Work to complete:
Write out each line word for word. Drop pictures.

Given entries:
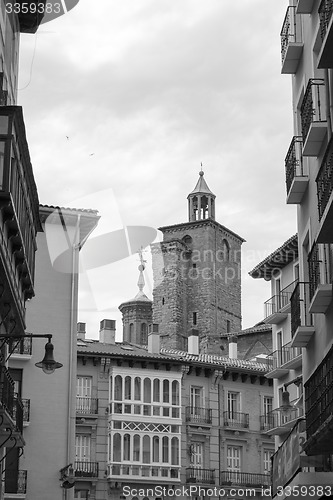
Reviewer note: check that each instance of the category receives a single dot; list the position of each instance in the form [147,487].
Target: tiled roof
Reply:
[277,259]
[130,350]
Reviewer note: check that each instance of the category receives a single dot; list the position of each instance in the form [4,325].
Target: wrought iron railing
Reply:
[18,413]
[198,415]
[86,469]
[6,390]
[86,405]
[278,418]
[325,11]
[16,484]
[313,105]
[324,179]
[244,479]
[318,397]
[279,301]
[291,31]
[294,161]
[196,475]
[236,419]
[300,300]
[26,410]
[320,261]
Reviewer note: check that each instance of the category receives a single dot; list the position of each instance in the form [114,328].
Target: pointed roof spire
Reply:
[201,186]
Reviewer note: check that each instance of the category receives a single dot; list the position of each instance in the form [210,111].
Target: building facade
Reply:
[49,402]
[152,421]
[306,48]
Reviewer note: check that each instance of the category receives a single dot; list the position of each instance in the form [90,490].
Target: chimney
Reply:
[81,331]
[107,331]
[232,339]
[193,342]
[153,339]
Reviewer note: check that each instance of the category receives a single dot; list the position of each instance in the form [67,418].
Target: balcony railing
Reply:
[26,410]
[313,105]
[279,302]
[134,472]
[325,12]
[16,483]
[195,475]
[319,403]
[18,413]
[294,161]
[324,180]
[86,469]
[6,390]
[291,41]
[244,479]
[87,405]
[276,419]
[320,267]
[198,415]
[236,419]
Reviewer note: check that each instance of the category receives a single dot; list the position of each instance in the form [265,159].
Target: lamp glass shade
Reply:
[48,363]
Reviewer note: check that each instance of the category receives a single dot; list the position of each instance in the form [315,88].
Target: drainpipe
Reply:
[329,101]
[72,345]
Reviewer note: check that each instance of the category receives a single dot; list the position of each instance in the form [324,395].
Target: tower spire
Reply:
[201,201]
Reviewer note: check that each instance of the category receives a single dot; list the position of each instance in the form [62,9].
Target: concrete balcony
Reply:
[302,327]
[235,478]
[318,396]
[143,472]
[325,11]
[324,182]
[304,6]
[199,416]
[203,476]
[297,178]
[320,279]
[235,420]
[291,41]
[313,117]
[276,423]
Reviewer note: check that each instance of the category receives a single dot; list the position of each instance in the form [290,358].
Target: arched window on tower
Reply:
[225,250]
[131,333]
[144,335]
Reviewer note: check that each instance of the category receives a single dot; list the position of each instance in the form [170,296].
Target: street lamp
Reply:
[48,363]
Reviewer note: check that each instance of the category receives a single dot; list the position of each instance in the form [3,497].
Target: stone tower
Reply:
[137,313]
[197,276]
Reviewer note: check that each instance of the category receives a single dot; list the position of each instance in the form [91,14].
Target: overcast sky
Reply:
[146,90]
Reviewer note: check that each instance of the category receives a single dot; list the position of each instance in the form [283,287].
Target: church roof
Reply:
[201,186]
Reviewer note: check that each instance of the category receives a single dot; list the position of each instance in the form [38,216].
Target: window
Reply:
[82,448]
[233,404]
[197,455]
[267,461]
[234,458]
[196,399]
[144,335]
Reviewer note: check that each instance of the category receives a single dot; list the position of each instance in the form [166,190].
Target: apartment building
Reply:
[48,416]
[306,49]
[149,418]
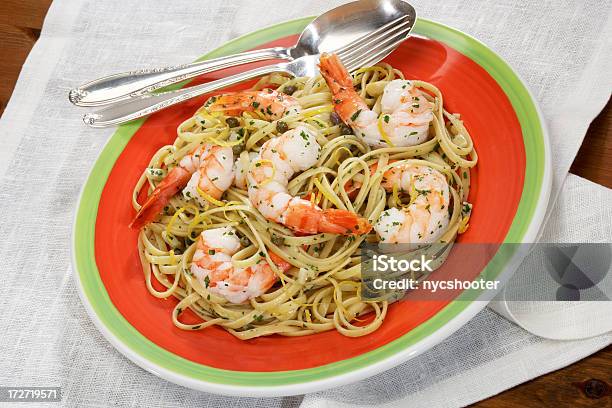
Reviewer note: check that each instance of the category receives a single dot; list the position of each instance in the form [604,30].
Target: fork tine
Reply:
[366,46]
[369,35]
[373,58]
[383,46]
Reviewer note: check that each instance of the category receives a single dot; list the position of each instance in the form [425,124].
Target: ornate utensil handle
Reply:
[123,86]
[147,104]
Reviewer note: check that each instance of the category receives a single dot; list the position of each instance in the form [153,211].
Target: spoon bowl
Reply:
[344,24]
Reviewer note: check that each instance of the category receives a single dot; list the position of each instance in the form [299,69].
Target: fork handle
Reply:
[126,85]
[149,103]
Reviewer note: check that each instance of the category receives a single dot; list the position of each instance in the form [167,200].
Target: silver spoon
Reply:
[327,33]
[365,51]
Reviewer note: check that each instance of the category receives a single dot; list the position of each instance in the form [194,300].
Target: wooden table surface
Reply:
[587,383]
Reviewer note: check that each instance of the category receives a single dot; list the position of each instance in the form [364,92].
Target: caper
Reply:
[345,130]
[335,118]
[237,149]
[232,122]
[282,126]
[276,240]
[289,89]
[244,241]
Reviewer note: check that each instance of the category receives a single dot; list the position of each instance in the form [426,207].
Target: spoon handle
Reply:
[147,104]
[126,85]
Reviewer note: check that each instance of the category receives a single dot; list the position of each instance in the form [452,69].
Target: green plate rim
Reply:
[98,303]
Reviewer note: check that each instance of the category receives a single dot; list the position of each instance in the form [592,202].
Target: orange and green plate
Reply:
[511,184]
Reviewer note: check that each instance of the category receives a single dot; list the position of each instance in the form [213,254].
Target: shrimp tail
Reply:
[334,73]
[311,220]
[347,103]
[177,179]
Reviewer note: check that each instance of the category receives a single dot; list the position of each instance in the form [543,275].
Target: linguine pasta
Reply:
[322,290]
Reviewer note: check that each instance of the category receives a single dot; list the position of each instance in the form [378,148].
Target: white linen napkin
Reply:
[46,153]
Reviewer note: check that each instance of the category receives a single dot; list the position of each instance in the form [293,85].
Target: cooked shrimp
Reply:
[207,169]
[426,218]
[212,266]
[268,177]
[271,104]
[402,119]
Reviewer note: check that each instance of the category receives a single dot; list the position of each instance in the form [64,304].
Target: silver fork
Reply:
[365,51]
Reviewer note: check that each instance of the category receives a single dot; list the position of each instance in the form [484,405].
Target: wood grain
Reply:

Answer for this exercise:
Reviewer note: check that each instance of the category receives a single dot; list the position of each instance in the form [147,487].
Target: tiled roof
Reply:
[277,259]
[130,350]
Reviewer note: check that each instance of the category receives a single dot; list the position of each instance in the form [4,325].
Target: wrought iron railing
Reply:
[18,413]
[198,415]
[86,469]
[6,390]
[86,405]
[278,418]
[325,11]
[16,484]
[313,105]
[324,179]
[244,479]
[318,397]
[279,301]
[291,31]
[294,161]
[196,475]
[236,419]
[300,300]
[26,410]
[320,261]
Reviewer note: check that each instance of the category receives a single dot; list the position of each instance in the form [114,328].
Target: pointed roof spire
Reply:
[201,186]
Reviewer note: check that each instance of the category receives a single dot; list the position of each instance in the form [210,111].
Target: building facade
Reply:
[49,402]
[152,421]
[306,48]
Reviewer note: check that each instance of the category receives a single dot; list the position of each instance in the form [90,490].
Target: chimney
Reply:
[81,331]
[107,331]
[232,339]
[193,342]
[153,339]
Reviewer note: check that each instance of the category receives a single dot; list the position of each instance in the form [67,418].
Target: balcony railing
Reply:
[26,410]
[313,105]
[279,302]
[134,472]
[325,12]
[16,483]
[195,475]
[319,403]
[18,413]
[294,161]
[324,180]
[86,469]
[6,390]
[291,41]
[244,479]
[87,405]
[276,419]
[320,267]
[198,415]
[236,419]
Reviewer note: check that each instance of the category receives a single dot; list the position of each instance in the form [265,159].
Target: lamp glass shade
Reply:
[48,363]
Reviewer note: check that each instance of the category receives a single dot; list the position of each instance in the form [315,88].
Target: drainpipe
Reply:
[329,101]
[72,345]
Reviewer note: check that each instance of the category receives a single dot; list the position of each instance in the form [324,395].
Target: tower spire
Reply:
[201,201]
Reviewer note: check that each instance of the category receives a single dot; list the position of each instance in the form [62,9].
Target: concrete balcony
Reply:
[302,327]
[235,478]
[318,396]
[143,472]
[325,11]
[324,182]
[304,6]
[199,416]
[203,476]
[297,178]
[320,279]
[235,420]
[291,41]
[313,117]
[276,423]
Reviewer note: check that each instance of the category receives a single dot; list the position of each instance in the form [290,358].
Target: arched window on tower
Reply:
[225,250]
[131,333]
[144,335]
Reviewer note: check that each instance of the category receives a single dot; list the position of each instance in the form [170,296].
Target: street lamp
Reply:
[48,363]
Reviewer note: check that each instance of the category receives a single dot; list the position of each instance in the form [3,497].
Target: stone tower
Reply:
[137,313]
[197,276]
Reviewer note: check that each instance of the category receives a single dot; list the position of each instance in the form [91,14].
Target: overcast sky
Reply:
[146,90]
Reviewer note: check that each instance of the category receives a single dot; list the position of each instance in the form [283,287].
Target: church roof
Reply:
[201,186]
Reviewer note: check that each instance of the category receives a single dot; list the position of each instance in the form [38,216].
Target: window
Reply:
[82,448]
[233,404]
[197,455]
[267,461]
[234,458]
[196,399]
[144,335]
Reviewer note: check that each instance of the category receives a single dot; list the position of each instance in the form [166,190].
Target: apartment building
Reply:
[48,416]
[306,49]
[149,418]
Reviewer note: check that each instance of the category receives a single dot; list the position of each instance in the form [604,30].
Target: fork tine
Reply:
[366,46]
[369,35]
[373,58]
[383,46]
Reviewer note: check that each instance of the category receives a single dot; list the position of each instance in the form [425,124].
Target: ornate utensil handle
Reply:
[123,86]
[147,104]
Reviewer note: check that each instance of the category receives a single dot; list the position of each instance in the form [153,211].
Target: spoon bowl
Reply:
[344,24]
Reviewer note: check that each instance of the category receives a single dot; list the position of each instance in the form [299,69].
Target: fork handle
Reply:
[126,85]
[149,103]
Reviewer note: check that each instance of the category receives a single dot; list the position of each instance in the form [167,200].
Target: silver spoon
Reply:
[327,33]
[365,51]
Reviewer note: check that each instance of the category receives a single dot; list the position of each instance in the form [194,300].
Target: wooden table surface
Reply:
[587,383]
Reviewer note: check that each instance of the category receives a single dot; list the position of each instance in the form [364,92].
Target: caper
Reply:
[345,130]
[335,118]
[237,149]
[232,122]
[282,126]
[276,240]
[289,89]
[244,241]
Reviewer note: check that each instance of the category receives a single dot; list the position of each instance in the form [426,207].
Target: spoon handle
Reply:
[147,104]
[126,85]
Reviewer note: check that each instance of the category receives a single dot; list the position of each instance in the form [452,69].
Target: green plate rim
Reply:
[98,303]
Reviewer note: check that each instance of the category receives a single dot; list the position of each instance in the form [592,202].
Target: orange and green plate
Reply:
[511,184]
Reviewer note: check that each instance of the category receives a single dot; list the position of each instance in the form [213,254].
Target: shrimp tail
Reply:
[334,73]
[311,220]
[347,103]
[177,179]
Reviewer note: check that each instance of the category receives a single dot; list the position of each instance in the form [543,275].
Target: linguine pasta
Reply:
[322,290]
Reviewer note: check that each instance of the category receives a single dot; list the position of each instance in the form [378,148].
Target: white linen napkin
Reply:
[46,153]
Reviewer note: check that each instance of the category receives a single dot; list the position of each instance in the form [293,85].
Target: cooked shrimp
Reply:
[207,169]
[426,218]
[212,266]
[268,177]
[271,104]
[402,119]
Reviewer note: check that each instance of the category receives a single dot; list the position of each instance in the form [64,304].
Target: silver fork
Reply:
[365,51]
Reviewer note: check that each instance of the category receives a single dot; list the position of each instance in the form [484,405].
Target: wood grain
Reply:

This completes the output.